PROBLEM:
Would you write out the listing verbatim and skip every picture in it?

DATA SECTION:
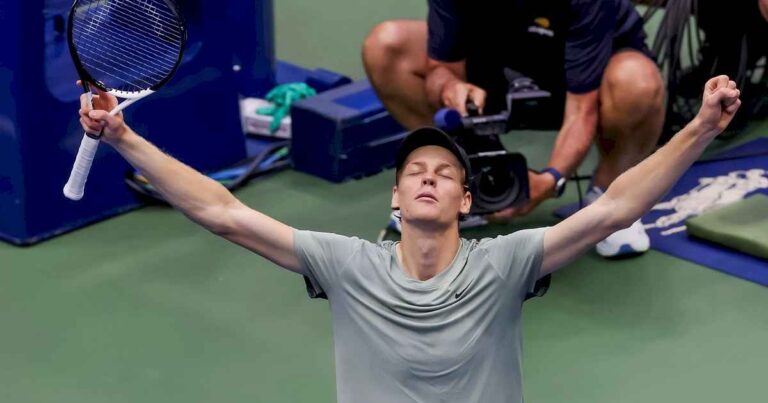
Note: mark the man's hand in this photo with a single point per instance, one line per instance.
(719, 105)
(455, 94)
(96, 119)
(542, 187)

REPLY:
Note: mark the man's hand in this photo with a single point per instance, one line per instance.
(719, 105)
(455, 94)
(96, 119)
(542, 187)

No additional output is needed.